▶ [Work request]: Write out the records again exactly and exclude the pictures.

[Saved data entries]
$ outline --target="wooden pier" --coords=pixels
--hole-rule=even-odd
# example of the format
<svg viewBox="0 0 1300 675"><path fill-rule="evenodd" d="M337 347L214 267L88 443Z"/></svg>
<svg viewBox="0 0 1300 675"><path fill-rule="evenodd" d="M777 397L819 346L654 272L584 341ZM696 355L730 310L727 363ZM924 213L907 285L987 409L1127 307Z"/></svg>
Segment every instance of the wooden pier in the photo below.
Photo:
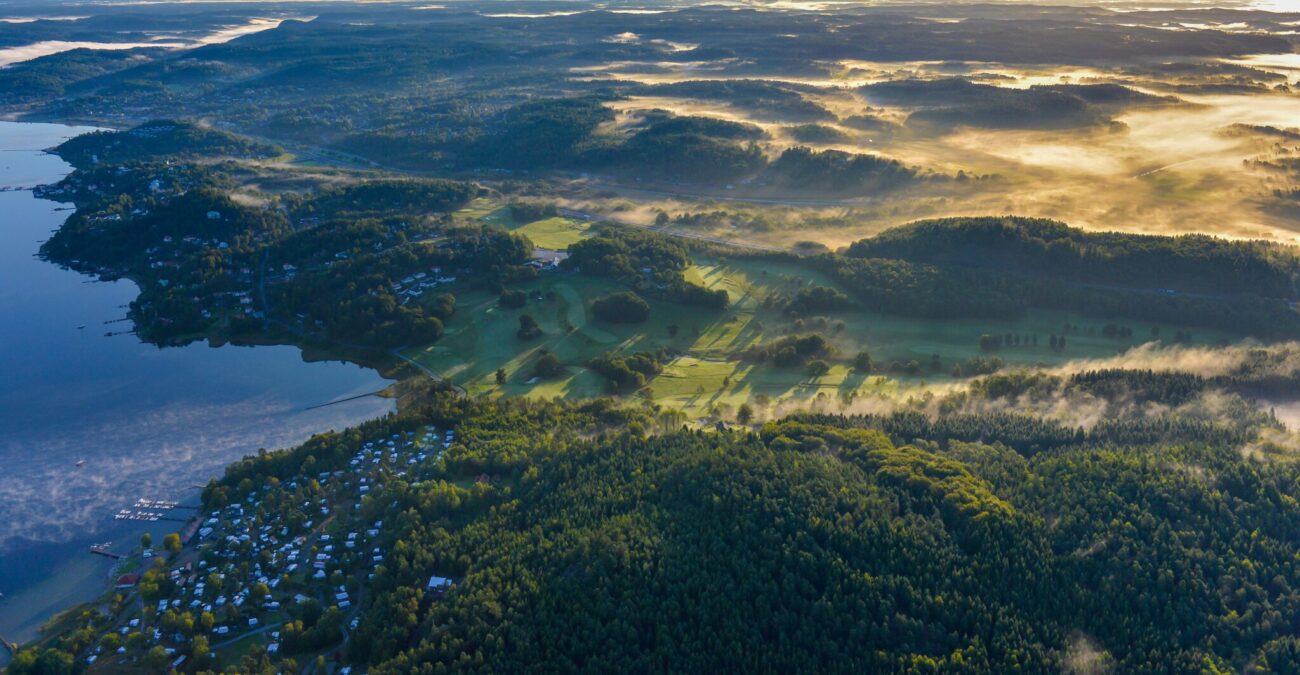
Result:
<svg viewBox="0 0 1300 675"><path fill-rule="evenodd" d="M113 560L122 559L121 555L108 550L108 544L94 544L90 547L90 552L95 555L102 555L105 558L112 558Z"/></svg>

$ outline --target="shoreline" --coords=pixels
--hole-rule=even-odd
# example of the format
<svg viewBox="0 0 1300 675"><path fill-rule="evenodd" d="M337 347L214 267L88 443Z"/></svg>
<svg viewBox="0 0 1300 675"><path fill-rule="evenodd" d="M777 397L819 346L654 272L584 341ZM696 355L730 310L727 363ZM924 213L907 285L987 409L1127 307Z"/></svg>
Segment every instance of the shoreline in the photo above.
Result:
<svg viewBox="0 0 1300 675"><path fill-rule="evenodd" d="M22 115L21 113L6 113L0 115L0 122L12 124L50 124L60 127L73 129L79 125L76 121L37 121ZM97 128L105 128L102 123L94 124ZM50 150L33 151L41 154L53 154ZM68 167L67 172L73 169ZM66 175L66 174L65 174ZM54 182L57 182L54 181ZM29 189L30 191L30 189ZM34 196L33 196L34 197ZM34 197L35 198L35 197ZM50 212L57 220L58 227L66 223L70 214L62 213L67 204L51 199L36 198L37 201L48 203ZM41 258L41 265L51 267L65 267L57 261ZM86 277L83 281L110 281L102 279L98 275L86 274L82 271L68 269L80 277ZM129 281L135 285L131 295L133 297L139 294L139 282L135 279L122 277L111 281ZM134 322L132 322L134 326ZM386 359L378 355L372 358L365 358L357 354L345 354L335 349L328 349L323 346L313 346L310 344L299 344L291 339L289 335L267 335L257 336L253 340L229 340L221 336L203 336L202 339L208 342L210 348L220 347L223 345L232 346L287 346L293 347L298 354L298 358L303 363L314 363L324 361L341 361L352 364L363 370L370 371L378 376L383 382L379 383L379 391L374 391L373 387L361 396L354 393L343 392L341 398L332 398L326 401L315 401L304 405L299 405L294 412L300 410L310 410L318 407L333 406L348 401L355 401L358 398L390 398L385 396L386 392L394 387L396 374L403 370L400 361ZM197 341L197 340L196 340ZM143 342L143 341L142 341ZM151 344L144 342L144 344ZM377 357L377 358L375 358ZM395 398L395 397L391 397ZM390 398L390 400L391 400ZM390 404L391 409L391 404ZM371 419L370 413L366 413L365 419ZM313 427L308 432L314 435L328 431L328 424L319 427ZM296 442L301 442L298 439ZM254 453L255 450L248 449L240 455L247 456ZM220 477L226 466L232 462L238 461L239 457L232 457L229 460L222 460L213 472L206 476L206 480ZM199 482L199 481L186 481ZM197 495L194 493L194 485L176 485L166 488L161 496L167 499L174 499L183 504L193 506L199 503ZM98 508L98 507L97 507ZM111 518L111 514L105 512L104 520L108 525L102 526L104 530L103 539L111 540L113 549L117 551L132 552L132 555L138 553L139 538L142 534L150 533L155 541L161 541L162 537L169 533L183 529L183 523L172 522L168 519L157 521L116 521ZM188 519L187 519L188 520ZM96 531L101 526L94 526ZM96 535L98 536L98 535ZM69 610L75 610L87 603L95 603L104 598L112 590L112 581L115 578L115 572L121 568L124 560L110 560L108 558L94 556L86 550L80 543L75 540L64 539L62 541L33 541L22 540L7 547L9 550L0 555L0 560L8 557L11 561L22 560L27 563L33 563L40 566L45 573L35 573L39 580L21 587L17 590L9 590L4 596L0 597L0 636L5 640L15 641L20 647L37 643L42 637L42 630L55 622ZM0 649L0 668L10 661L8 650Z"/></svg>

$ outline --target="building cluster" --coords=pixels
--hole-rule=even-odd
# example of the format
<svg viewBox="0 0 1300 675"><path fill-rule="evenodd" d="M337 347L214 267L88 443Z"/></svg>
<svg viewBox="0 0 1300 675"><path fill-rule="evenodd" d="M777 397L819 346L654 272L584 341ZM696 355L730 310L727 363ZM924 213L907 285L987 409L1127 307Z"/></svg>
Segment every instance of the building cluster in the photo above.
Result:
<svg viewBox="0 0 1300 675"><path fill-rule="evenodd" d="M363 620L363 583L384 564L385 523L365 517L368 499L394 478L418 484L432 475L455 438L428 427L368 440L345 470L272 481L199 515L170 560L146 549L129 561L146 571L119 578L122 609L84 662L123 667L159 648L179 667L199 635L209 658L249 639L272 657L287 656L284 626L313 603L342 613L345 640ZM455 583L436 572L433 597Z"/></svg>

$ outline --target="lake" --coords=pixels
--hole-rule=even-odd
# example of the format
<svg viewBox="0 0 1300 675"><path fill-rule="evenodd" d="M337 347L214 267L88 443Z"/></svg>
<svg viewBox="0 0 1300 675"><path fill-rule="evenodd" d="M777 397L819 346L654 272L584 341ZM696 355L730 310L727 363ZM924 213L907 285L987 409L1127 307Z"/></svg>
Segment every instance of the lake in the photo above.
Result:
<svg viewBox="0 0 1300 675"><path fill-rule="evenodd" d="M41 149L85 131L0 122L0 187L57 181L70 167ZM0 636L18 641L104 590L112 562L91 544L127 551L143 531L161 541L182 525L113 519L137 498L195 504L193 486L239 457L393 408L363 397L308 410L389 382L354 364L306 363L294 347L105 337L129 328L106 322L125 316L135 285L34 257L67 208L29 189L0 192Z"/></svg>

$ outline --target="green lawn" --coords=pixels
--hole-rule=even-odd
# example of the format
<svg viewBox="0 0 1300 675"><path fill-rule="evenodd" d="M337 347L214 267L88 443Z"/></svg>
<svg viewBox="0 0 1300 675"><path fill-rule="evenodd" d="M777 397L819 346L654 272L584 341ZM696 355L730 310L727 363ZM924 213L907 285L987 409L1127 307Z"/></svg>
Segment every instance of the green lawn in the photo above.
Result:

▶ [Expected answer]:
$ outline --target="wooden pier" --coords=pixels
--hole-rule=even-odd
# example of the format
<svg viewBox="0 0 1300 675"><path fill-rule="evenodd" d="M337 347L214 267L88 443Z"/></svg>
<svg viewBox="0 0 1300 675"><path fill-rule="evenodd" d="M777 397L819 346L654 272L584 341ZM696 355L730 310L727 363ZM924 213L907 285L987 409L1127 307Z"/></svg>
Segment every instance of the wooden pier in the photo below.
Photo:
Result:
<svg viewBox="0 0 1300 675"><path fill-rule="evenodd" d="M113 560L122 559L121 555L108 550L108 544L94 544L90 547L90 552L95 555L102 555L105 558L112 558Z"/></svg>

$ outline --target="shoreline" --coords=pixels
--hole-rule=even-odd
# example of the format
<svg viewBox="0 0 1300 675"><path fill-rule="evenodd" d="M337 347L214 267L88 443Z"/></svg>
<svg viewBox="0 0 1300 675"><path fill-rule="evenodd" d="M777 397L819 346L654 272L584 341ZM696 355L730 310L727 363ZM924 213L907 285L987 409L1127 307Z"/></svg>
Segment every instance of the shoreline in the photo above.
Result:
<svg viewBox="0 0 1300 675"><path fill-rule="evenodd" d="M22 115L21 113L6 113L0 115L0 122L12 124L50 124L60 127L73 129L79 125L76 121L37 121ZM97 128L105 128L102 123L94 124ZM50 150L33 151L41 154L53 154ZM68 167L67 172L73 169ZM66 175L66 174L65 174ZM54 182L57 182L54 181ZM29 189L30 191L30 189ZM34 196L33 196L34 197ZM34 197L35 198L35 197ZM50 212L57 220L58 227L66 223L70 214L62 213L67 204L51 199L36 198L37 201L48 203ZM41 258L41 265L51 267L65 267L57 261ZM86 277L83 281L110 281L102 279L98 275L86 274L82 271L68 269L80 277ZM129 281L135 285L131 295L133 297L139 294L139 282L135 279L122 277L111 281ZM134 322L132 322L134 326ZM386 359L378 355L372 358L365 358L357 354L345 354L335 349L328 349L323 346L313 346L310 344L299 344L291 339L289 335L267 335L257 336L253 340L229 340L221 336L203 336L202 339L208 342L210 348L220 347L223 345L232 346L287 346L293 347L298 354L298 358L303 363L314 363L324 361L341 361L352 364L363 370L370 371L378 376L383 382L379 383L379 391L374 391L373 387L361 396L354 393L343 392L341 398L332 398L326 401L315 401L304 405L299 405L294 412L300 410L310 410L318 407L333 406L348 401L355 401L358 398L390 398L385 396L386 392L394 387L396 374L403 370L400 361ZM197 341L197 340L196 340ZM143 342L143 341L142 341ZM151 344L144 342L144 344ZM377 357L377 358L375 358ZM395 398L395 397L391 397ZM390 398L390 400L391 400ZM390 404L391 409L391 404ZM371 419L370 413L366 413L365 419ZM313 427L308 432L314 435L328 431L328 424L319 427ZM296 442L301 442L298 439ZM254 453L255 450L248 449L240 455L247 456ZM220 477L226 466L232 462L238 461L239 457L232 457L229 460L222 460L213 472L206 476L206 480ZM199 482L199 481L186 481ZM197 495L194 493L194 485L176 485L166 488L161 496L167 499L174 499L183 504L193 506L199 503ZM98 508L98 507L97 507ZM111 518L111 514L105 512L104 520L108 525L102 526L104 530L103 539L111 540L113 549L117 551L132 552L132 555L138 553L139 538L142 534L150 533L155 541L161 541L162 537L169 533L183 529L183 523L172 522L168 519L157 521L116 521ZM188 519L187 519L188 520ZM96 531L101 526L94 526ZM96 535L98 536L98 535ZM69 610L75 610L87 603L95 603L104 598L112 590L112 581L115 578L115 572L121 568L124 560L110 560L108 558L94 556L86 550L80 543L75 540L64 539L62 541L33 541L22 540L7 547L9 550L0 555L0 560L8 557L11 561L22 560L27 563L33 563L40 566L45 573L35 573L39 580L21 587L17 590L9 590L4 596L0 597L0 636L5 640L15 641L20 647L37 643L42 637L42 630L55 622ZM0 649L0 668L10 661L8 650Z"/></svg>

$ outline --target="building cluster" --coords=pixels
--hole-rule=even-odd
# example of the format
<svg viewBox="0 0 1300 675"><path fill-rule="evenodd" d="M337 347L214 267L88 443Z"/></svg>
<svg viewBox="0 0 1300 675"><path fill-rule="evenodd" d="M777 397L819 346L654 272L584 341ZM696 355L730 310L727 363ZM924 213L907 285L987 409L1127 307Z"/></svg>
Segment every instance of the building cluster in the photo above.
Result:
<svg viewBox="0 0 1300 675"><path fill-rule="evenodd" d="M363 620L363 583L384 564L385 523L365 517L368 499L394 478L418 484L432 475L455 438L428 427L368 440L345 470L272 481L199 515L170 560L146 549L129 561L146 571L119 578L122 609L84 662L123 667L159 648L179 667L199 635L209 658L249 639L272 657L287 656L284 626L313 603L342 613L345 640ZM455 583L436 572L433 597Z"/></svg>

$ outline --target="lake" --coords=pixels
--hole-rule=even-odd
# example of the format
<svg viewBox="0 0 1300 675"><path fill-rule="evenodd" d="M337 347L214 267L88 443Z"/></svg>
<svg viewBox="0 0 1300 675"><path fill-rule="evenodd" d="M777 397L819 346L654 272L584 341ZM696 355L730 310L727 363ZM924 213L907 285L987 409L1127 307Z"/></svg>
Segment every instance of the lake in the photo above.
Result:
<svg viewBox="0 0 1300 675"><path fill-rule="evenodd" d="M41 149L85 131L0 122L0 187L57 181L70 167ZM0 636L18 641L104 590L112 562L91 544L127 551L143 531L161 541L182 525L113 519L137 498L195 504L193 486L239 457L393 408L363 397L308 410L389 382L354 364L306 363L294 347L105 337L129 328L106 322L125 316L135 285L34 257L67 208L29 189L0 192Z"/></svg>

$ outline --target="green lawn" --coords=pixels
--hole-rule=even-odd
# example of the format
<svg viewBox="0 0 1300 675"><path fill-rule="evenodd" d="M337 347L214 267L88 443Z"/></svg>
<svg viewBox="0 0 1300 675"><path fill-rule="evenodd" d="M777 397L819 346L654 272L584 341ZM696 355L730 310L727 363ZM924 213L907 285L987 409L1127 307Z"/></svg>
Segment every instance of the green lawn in the photo above.
Result:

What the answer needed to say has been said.